— 抜粋文 —
なお、年明け以降のインフレ鈍化による実質購買力の押し上げに加え、中銀は8月以降に利下げに舵を切るなど景気の押し上げに繋がる動きがみられる一方、上述のように対内直接投資に下押し圧力が掛かる動きのほか、引き続き高金利状態が続いていることに加え、世界経済の減速懸念の高まりが景気の足かせとなる懸念がくすぶる状況にある。こうした状況のなか、7-9月の実質GDP成長率は前期比年率+0.58%と3四半期連続のプラス成長で推移しているものの、前期(同+4.00%(改定値))から大幅に伸びが鈍化しているほか、中期的な基調を示す前年同期比ベースの成長率も+2.0%と前期(同+3.5%)から鈍化して1年半ぶりの伸びに留まるなど、足下の景気は頭打ちの動きを強めている様子が確認されている。需要項目別では、インフレ鈍化により実質購買力の押し上げられるとともに、ボルソナロ前政権が実施した燃料減税のほか、ルラ政権もさらなる減税に動いている上、堅調な雇用環境も追い風に経済成長のけん引役である家計消費は旺盛な推移をみせるなど、引き続き景気をけん引する状況が続いている。さらに、近年は関係が深化している中国景気は力強さを欠く展開が続いているものの、米国景気は堅調さを維持するなど主要国を中心に世界経済の拡大が続いていることも追い風に輸出は引き続き底堅く推移しており、景気を下支えしている様子がうかがえる。その一方、ルラ政権は国際金融市場の懸念に対応して財政健全化を目的とする財政規則法の策定に動いており、その結果としてインフラ関連をはじめとする公共投資が事実上抑えられているほか、中銀による利下げ実施にも拘らず金利水準が高止まりしていることを受けて企業部門による設備投資や家計部門による住宅投資は低迷しており、固定資産投資に下押し圧力が掛かる動きがみられる。さらに、固定資産投資の低迷を反映して輸入に下押し圧力が掛かっており、それに伴い純輸出(輸出-輸入)の成長率寄与度は前期比年率ベースで+2.55ptと大幅なプラスになっていると試算される。他方、在庫投資による成長率寄与度は前期比年率ベースで▲3.68ptと在庫調整が進んでいる様子がうかがえるものの、好悪双方の材料が混在しつつも足下の景気は数字以上に厳しい状況にあると捉えられる。一方、分野別の生産動向は外需の堅調さを反映して製造業や鉱業などの生産は拡大しているほか、家計消費の旺盛さを受けてサービス業の生産も底堅く推移する一方、農林漁業関連の生産は年初に穀物生産の好調さを追い風に大きく上振れした反動も重なり下振れして景気の足を引っ張る展開が続いている。

— 課題 A —
抜粋文では、7-9月の実質GDP成長率は前期比年率で何%とされているか。
抜粋文とリストは互いに無関係である。

— 使用データ —
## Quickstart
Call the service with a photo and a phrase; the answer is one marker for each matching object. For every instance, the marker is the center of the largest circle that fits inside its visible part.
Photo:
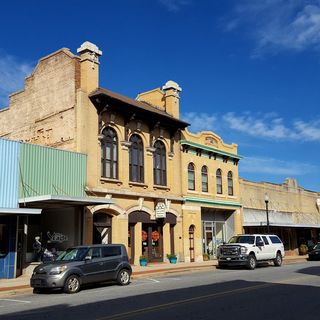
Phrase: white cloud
(265, 126)
(261, 126)
(174, 5)
(12, 74)
(277, 25)
(273, 166)
(200, 121)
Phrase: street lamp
(266, 200)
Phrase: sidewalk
(21, 284)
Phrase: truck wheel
(123, 277)
(278, 260)
(252, 262)
(72, 284)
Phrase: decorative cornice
(209, 149)
(214, 202)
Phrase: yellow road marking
(133, 313)
(190, 300)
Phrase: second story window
(109, 154)
(230, 184)
(204, 179)
(159, 164)
(136, 163)
(219, 181)
(191, 177)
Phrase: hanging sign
(161, 210)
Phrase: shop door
(102, 227)
(208, 232)
(152, 245)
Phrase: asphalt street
(289, 292)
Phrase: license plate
(37, 283)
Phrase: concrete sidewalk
(21, 284)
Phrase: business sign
(161, 210)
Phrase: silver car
(83, 265)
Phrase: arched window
(204, 179)
(219, 181)
(136, 163)
(191, 178)
(230, 184)
(109, 154)
(159, 164)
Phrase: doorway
(213, 236)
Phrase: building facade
(138, 158)
(285, 209)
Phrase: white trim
(20, 211)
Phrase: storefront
(153, 235)
(13, 234)
(217, 227)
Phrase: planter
(205, 257)
(143, 263)
(173, 260)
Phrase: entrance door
(152, 242)
(213, 236)
(191, 243)
(102, 227)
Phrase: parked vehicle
(82, 265)
(314, 254)
(250, 249)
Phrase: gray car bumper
(39, 281)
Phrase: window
(111, 251)
(159, 164)
(136, 170)
(191, 179)
(275, 239)
(204, 179)
(265, 240)
(109, 154)
(230, 184)
(219, 181)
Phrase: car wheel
(252, 262)
(72, 284)
(278, 260)
(123, 277)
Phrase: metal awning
(258, 218)
(56, 201)
(18, 211)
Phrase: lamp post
(266, 200)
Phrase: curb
(12, 290)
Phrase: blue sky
(249, 69)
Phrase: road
(289, 292)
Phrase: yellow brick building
(173, 191)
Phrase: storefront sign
(161, 210)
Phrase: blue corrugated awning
(55, 201)
(17, 211)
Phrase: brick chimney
(172, 91)
(89, 59)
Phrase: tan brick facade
(293, 212)
(59, 108)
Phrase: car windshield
(242, 239)
(73, 254)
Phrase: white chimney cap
(89, 46)
(171, 85)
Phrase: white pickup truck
(250, 249)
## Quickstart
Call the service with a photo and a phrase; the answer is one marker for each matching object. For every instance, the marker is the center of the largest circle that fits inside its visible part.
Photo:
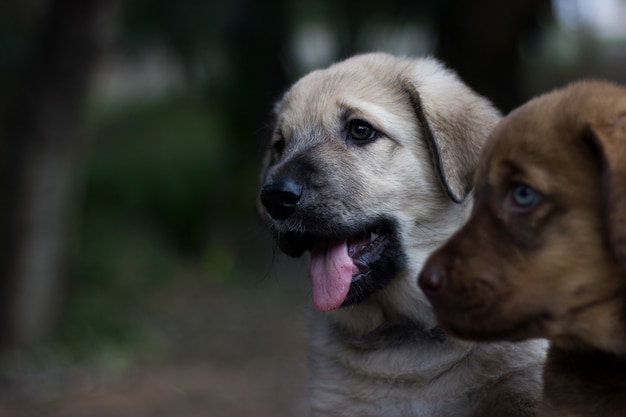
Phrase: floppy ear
(455, 121)
(611, 140)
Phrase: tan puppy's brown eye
(522, 197)
(361, 132)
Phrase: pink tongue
(331, 273)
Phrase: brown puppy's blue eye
(361, 131)
(525, 196)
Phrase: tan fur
(384, 354)
(555, 269)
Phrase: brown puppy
(544, 251)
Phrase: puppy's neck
(584, 383)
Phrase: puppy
(544, 252)
(368, 170)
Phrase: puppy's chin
(374, 250)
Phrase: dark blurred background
(135, 278)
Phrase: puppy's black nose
(432, 278)
(281, 197)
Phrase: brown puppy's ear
(611, 140)
(455, 121)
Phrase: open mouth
(347, 268)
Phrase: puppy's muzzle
(280, 197)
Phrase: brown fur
(554, 269)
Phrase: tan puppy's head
(544, 251)
(366, 157)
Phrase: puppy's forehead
(351, 85)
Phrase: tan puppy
(369, 169)
(544, 252)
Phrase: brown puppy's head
(543, 254)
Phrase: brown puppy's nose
(432, 278)
(280, 197)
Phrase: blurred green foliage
(150, 184)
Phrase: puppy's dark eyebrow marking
(348, 112)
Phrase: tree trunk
(43, 135)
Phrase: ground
(220, 352)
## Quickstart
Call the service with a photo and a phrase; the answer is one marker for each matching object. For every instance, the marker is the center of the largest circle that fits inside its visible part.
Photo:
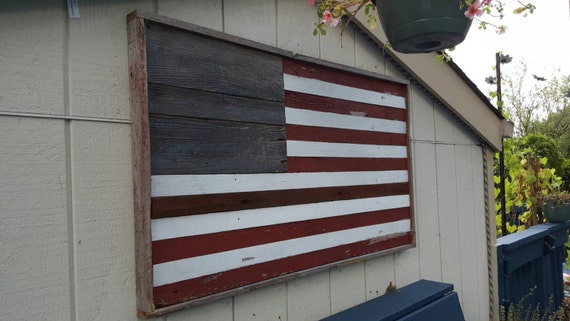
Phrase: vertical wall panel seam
(69, 169)
(488, 234)
(457, 211)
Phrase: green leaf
(519, 10)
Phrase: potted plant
(414, 26)
(556, 207)
(424, 26)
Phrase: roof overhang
(449, 84)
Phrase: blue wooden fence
(530, 266)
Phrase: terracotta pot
(414, 26)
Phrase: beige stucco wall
(66, 215)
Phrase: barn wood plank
(178, 101)
(140, 139)
(193, 146)
(184, 59)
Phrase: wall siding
(89, 274)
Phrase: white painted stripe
(332, 120)
(182, 226)
(176, 185)
(327, 89)
(318, 149)
(175, 271)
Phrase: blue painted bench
(420, 301)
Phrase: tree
(528, 181)
(530, 100)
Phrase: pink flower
(474, 10)
(329, 19)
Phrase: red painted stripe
(201, 287)
(344, 107)
(334, 135)
(341, 77)
(172, 206)
(308, 164)
(186, 247)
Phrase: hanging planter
(422, 26)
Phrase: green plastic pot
(556, 212)
(420, 26)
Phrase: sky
(541, 40)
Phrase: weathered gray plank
(168, 100)
(184, 59)
(194, 146)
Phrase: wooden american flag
(345, 193)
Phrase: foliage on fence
(528, 181)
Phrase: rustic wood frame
(141, 159)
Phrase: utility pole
(498, 60)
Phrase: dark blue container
(530, 266)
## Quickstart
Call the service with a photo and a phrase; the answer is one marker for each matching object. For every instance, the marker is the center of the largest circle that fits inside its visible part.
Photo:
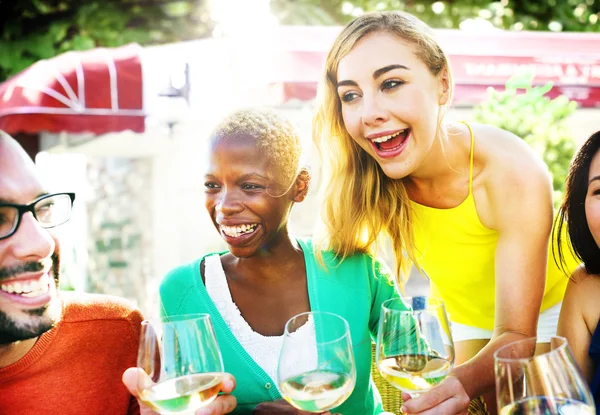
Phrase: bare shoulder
(583, 289)
(583, 285)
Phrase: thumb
(136, 380)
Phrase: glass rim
(177, 318)
(439, 301)
(497, 358)
(346, 325)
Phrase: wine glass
(180, 364)
(316, 370)
(546, 384)
(414, 351)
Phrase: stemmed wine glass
(415, 351)
(316, 366)
(546, 384)
(180, 364)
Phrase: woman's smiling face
(248, 205)
(390, 102)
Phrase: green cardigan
(353, 288)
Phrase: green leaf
(82, 42)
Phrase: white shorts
(547, 323)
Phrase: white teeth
(235, 231)
(28, 289)
(387, 137)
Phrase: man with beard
(60, 353)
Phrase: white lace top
(264, 350)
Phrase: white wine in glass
(546, 384)
(180, 364)
(316, 367)
(415, 351)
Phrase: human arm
(580, 301)
(512, 196)
(224, 403)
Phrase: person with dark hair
(580, 215)
(60, 353)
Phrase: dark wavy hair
(572, 211)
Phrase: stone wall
(119, 211)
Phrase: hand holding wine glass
(546, 384)
(316, 367)
(415, 351)
(180, 368)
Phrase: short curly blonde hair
(274, 134)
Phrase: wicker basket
(392, 398)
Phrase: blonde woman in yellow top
(469, 204)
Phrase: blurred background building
(115, 100)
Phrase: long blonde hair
(361, 203)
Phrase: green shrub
(524, 110)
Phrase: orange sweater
(76, 368)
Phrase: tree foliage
(526, 111)
(556, 15)
(39, 29)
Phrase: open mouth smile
(392, 144)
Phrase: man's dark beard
(10, 332)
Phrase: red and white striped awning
(571, 61)
(95, 91)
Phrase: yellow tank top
(458, 253)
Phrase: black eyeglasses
(49, 210)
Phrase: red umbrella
(97, 91)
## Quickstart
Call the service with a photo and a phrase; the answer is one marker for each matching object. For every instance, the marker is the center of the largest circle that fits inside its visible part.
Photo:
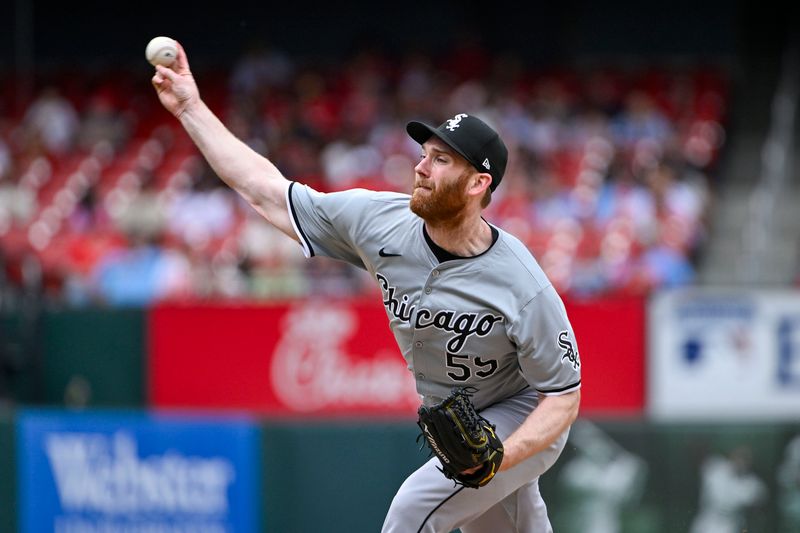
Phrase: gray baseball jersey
(493, 322)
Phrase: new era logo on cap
(471, 137)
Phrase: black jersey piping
(437, 507)
(562, 389)
(297, 222)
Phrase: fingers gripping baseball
(175, 84)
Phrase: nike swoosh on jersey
(383, 253)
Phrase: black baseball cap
(471, 137)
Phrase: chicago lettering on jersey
(464, 325)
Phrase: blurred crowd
(104, 199)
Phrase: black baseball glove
(461, 439)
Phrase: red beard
(442, 204)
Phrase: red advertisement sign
(339, 358)
(304, 357)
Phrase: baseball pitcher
(480, 326)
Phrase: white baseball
(161, 51)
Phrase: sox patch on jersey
(493, 321)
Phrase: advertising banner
(304, 358)
(136, 473)
(725, 354)
(336, 358)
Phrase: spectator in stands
(53, 121)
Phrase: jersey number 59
(463, 367)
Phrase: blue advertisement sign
(115, 472)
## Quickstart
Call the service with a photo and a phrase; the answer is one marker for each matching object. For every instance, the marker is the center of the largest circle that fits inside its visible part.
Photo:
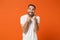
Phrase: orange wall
(11, 10)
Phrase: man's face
(31, 10)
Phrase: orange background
(11, 10)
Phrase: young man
(30, 23)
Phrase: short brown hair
(32, 5)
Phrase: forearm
(35, 26)
(26, 26)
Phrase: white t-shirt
(30, 35)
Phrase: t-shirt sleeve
(22, 20)
(38, 19)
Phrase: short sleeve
(22, 20)
(38, 19)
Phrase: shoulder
(24, 16)
(38, 17)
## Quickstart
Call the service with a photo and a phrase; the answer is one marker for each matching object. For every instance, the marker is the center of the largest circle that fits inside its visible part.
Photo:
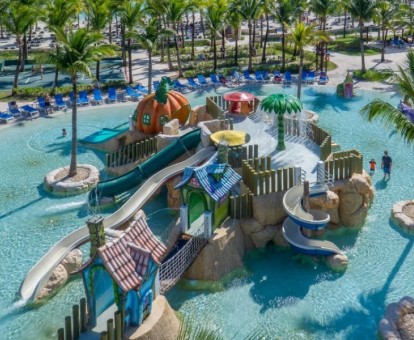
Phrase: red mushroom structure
(239, 102)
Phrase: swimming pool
(303, 301)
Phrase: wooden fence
(133, 152)
(343, 164)
(236, 155)
(77, 323)
(261, 179)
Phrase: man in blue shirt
(386, 165)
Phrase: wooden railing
(131, 153)
(77, 323)
(343, 164)
(261, 179)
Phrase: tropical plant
(362, 10)
(303, 35)
(388, 114)
(79, 48)
(147, 37)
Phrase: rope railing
(172, 270)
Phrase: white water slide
(298, 219)
(37, 277)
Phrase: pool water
(281, 293)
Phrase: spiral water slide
(300, 219)
(136, 176)
(37, 277)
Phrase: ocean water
(280, 293)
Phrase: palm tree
(302, 35)
(249, 10)
(79, 48)
(148, 37)
(175, 11)
(280, 104)
(362, 10)
(132, 13)
(388, 114)
(384, 14)
(214, 16)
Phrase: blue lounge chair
(59, 102)
(310, 78)
(97, 96)
(141, 89)
(112, 96)
(288, 78)
(202, 80)
(155, 83)
(5, 117)
(30, 110)
(247, 77)
(193, 84)
(178, 86)
(131, 94)
(215, 80)
(13, 109)
(83, 97)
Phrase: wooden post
(83, 320)
(61, 334)
(110, 329)
(68, 328)
(75, 316)
(306, 194)
(118, 325)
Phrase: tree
(388, 114)
(18, 20)
(79, 48)
(147, 37)
(280, 104)
(362, 10)
(214, 16)
(301, 36)
(249, 10)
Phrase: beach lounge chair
(155, 83)
(193, 84)
(83, 98)
(5, 117)
(131, 94)
(141, 88)
(13, 109)
(178, 86)
(29, 110)
(288, 78)
(247, 77)
(310, 78)
(59, 102)
(112, 96)
(203, 82)
(97, 96)
(215, 80)
(323, 78)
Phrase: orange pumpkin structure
(157, 109)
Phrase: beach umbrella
(279, 104)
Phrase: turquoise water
(304, 301)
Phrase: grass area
(350, 46)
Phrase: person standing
(386, 165)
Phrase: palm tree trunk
(250, 67)
(301, 57)
(361, 43)
(131, 80)
(73, 162)
(265, 39)
(149, 70)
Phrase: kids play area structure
(128, 266)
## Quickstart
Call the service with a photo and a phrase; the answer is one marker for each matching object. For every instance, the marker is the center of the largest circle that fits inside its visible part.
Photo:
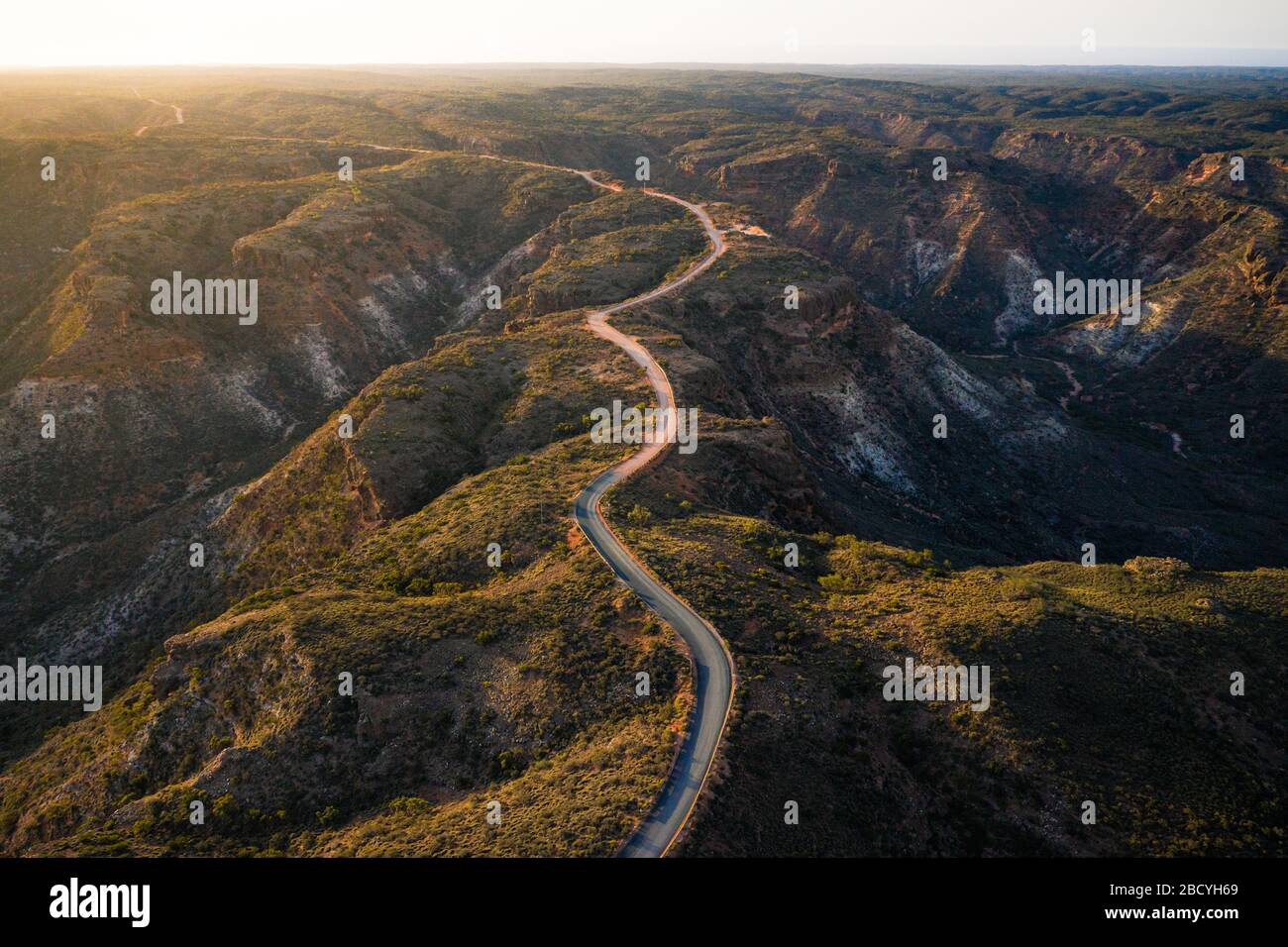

— 課題 B —
リストから「dark」という文字列を含む行をすべて抜き出してください。大文字と小文字は区別する。

— 解答例 A —
前期比年率+0.58%である。

— 解答例 B —
Phrase: dark blurred background
Phrase: puppy's dark eyebrow marking
Phrase: dark blue container
Phrase: person with dark hair
Phrase: dark wavy hair
Phrase: man's dark beard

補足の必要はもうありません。